* begin LISTED ENTRIES *
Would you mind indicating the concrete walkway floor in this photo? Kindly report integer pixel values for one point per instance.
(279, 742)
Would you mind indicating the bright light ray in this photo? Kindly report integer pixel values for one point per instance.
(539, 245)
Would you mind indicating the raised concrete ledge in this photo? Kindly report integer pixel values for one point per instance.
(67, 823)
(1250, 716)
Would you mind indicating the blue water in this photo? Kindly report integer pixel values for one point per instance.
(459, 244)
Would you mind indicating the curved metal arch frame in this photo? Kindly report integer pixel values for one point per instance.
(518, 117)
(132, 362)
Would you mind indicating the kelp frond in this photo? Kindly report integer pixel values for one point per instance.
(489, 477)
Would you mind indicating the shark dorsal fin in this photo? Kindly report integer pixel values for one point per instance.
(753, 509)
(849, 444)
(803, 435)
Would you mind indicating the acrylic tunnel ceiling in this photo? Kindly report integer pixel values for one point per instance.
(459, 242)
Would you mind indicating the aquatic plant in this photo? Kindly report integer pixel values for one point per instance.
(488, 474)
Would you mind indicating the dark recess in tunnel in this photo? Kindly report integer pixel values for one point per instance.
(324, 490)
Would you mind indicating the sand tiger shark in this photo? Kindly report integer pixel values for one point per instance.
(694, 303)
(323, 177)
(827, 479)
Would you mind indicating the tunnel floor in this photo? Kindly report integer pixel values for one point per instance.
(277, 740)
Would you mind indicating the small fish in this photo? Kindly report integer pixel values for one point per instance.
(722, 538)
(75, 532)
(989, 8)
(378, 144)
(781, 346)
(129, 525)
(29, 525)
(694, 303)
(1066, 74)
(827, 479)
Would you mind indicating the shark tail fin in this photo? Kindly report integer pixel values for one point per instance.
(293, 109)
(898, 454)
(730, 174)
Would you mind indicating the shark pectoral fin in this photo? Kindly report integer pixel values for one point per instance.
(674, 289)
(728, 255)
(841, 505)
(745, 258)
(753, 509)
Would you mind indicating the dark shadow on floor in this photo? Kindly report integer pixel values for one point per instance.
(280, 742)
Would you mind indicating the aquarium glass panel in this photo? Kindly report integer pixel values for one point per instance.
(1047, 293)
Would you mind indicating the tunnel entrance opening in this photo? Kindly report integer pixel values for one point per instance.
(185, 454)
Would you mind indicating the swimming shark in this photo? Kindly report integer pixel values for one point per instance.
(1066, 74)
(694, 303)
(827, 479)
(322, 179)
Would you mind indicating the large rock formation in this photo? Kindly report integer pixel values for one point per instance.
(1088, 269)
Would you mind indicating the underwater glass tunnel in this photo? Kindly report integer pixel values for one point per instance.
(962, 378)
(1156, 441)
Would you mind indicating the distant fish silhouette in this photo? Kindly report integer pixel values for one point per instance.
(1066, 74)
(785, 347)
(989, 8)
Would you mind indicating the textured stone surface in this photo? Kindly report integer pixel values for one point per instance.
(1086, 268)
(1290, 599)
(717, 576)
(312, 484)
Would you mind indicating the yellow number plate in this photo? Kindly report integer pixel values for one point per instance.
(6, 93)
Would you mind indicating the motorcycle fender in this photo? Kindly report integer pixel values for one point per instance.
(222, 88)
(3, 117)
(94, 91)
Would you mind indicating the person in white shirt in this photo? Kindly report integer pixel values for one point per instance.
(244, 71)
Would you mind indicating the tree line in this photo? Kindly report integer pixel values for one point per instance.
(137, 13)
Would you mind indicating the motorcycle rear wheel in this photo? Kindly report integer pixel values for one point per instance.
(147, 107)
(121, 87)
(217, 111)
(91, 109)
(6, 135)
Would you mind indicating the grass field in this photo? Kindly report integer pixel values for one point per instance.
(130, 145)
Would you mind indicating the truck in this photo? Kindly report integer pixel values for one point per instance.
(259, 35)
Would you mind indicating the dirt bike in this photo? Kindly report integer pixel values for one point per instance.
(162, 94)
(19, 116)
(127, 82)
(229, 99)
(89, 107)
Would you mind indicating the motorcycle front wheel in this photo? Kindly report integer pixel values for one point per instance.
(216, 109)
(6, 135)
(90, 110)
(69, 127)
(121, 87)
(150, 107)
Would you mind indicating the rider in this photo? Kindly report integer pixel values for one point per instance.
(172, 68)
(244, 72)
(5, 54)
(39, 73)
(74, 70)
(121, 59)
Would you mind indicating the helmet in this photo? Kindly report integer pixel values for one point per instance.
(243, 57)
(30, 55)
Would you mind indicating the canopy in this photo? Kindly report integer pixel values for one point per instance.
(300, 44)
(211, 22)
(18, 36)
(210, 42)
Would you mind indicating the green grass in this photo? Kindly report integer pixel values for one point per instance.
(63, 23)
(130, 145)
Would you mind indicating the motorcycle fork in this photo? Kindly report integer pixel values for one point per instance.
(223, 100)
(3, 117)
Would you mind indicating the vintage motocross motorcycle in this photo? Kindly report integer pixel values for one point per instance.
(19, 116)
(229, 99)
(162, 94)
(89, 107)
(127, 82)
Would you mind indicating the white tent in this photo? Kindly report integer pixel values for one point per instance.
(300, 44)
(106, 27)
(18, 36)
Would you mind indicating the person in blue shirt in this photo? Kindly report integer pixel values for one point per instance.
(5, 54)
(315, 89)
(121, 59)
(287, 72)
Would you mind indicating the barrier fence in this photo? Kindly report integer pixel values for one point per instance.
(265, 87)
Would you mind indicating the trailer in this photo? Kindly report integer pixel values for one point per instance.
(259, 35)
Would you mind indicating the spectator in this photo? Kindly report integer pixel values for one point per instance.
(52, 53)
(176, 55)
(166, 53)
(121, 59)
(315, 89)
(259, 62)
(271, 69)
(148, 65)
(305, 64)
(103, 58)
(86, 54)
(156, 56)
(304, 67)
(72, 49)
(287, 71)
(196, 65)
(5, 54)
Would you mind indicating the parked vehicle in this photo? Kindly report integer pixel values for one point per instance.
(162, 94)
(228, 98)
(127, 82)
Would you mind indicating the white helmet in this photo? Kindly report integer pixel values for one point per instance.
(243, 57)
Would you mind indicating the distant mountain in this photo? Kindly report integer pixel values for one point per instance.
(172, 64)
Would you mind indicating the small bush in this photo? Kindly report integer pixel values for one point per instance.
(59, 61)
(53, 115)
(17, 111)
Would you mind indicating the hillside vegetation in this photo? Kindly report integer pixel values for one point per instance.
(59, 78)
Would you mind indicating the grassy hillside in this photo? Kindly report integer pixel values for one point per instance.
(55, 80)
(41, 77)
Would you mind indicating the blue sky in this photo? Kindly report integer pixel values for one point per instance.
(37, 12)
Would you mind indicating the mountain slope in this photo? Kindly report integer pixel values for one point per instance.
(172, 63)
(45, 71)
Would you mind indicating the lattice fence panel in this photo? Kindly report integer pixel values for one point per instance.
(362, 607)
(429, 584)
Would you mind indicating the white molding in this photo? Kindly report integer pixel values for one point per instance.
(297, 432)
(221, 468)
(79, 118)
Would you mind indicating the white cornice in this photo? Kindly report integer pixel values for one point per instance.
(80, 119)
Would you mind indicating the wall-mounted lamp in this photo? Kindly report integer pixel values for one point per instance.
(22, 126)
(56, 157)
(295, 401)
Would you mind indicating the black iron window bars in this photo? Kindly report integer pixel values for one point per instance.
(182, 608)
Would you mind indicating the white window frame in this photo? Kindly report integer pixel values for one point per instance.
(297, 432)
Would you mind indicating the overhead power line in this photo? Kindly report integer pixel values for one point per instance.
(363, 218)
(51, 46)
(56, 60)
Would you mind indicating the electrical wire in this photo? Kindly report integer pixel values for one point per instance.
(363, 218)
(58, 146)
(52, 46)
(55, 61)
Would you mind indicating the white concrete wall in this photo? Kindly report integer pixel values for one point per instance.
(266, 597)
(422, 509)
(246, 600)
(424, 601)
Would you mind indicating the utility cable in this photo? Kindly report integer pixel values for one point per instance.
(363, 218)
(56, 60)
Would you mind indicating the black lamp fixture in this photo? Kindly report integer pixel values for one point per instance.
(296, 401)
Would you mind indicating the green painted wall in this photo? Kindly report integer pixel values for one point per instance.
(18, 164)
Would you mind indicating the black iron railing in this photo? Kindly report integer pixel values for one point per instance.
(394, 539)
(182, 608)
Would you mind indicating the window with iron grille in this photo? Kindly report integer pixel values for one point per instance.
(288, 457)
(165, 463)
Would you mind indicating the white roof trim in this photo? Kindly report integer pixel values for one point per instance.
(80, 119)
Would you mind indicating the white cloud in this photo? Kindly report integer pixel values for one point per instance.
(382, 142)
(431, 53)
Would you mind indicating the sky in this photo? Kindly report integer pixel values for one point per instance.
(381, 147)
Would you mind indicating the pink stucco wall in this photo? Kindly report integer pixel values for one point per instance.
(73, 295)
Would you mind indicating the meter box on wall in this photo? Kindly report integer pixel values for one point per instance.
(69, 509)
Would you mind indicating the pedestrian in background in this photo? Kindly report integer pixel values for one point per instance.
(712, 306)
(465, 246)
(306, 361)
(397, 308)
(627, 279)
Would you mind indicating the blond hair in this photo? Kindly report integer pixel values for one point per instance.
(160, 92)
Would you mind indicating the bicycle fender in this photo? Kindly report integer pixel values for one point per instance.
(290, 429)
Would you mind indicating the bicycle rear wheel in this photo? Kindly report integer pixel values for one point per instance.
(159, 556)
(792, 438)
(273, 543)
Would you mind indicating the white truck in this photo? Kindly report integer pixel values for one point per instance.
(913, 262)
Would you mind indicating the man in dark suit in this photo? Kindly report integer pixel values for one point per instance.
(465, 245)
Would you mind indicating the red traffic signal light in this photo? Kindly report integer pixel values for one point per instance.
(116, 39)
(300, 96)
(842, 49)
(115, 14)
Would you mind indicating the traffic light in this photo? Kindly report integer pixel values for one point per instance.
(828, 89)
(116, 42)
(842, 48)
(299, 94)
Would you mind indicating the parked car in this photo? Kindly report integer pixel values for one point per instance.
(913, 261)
* end LISTED ENTRIES *
> WHAT IS REQUIRED
Format the records as a numbered list, starting with the line that contains "Would you mind indicating the bicycle rear" and continuing through the last line of the records, with blank lines left out.

> REPLY TO THE TASK
1. Would you mind indicating the bicycle rear wheel in this photo? Kindly report integer pixel values for one point per instance.
2. (159, 556)
3. (792, 438)
4. (273, 543)
5. Would you mind indicating the white truck in this photo? Kindly report integer pixel values for one point per instance.
6. (913, 262)
7. Would you mind indicating the man in dark suit in this photo? Kindly report integer pixel values for one point per instance.
8. (465, 245)
9. Would you mind indicating the red traffic signal light in this photo? Kindly report integer pixel values for one point per instance.
10. (116, 39)
11. (300, 96)
12. (842, 49)
13. (115, 14)
14. Would you mind indicating the traffic light in this photo? Kindly report integer pixel values for one point per instance.
15. (828, 89)
16. (116, 42)
17. (842, 48)
18. (299, 94)
19. Would you mind indicating the parked car in this photo? Kindly report integer pixel values for one point per instance.
20. (913, 261)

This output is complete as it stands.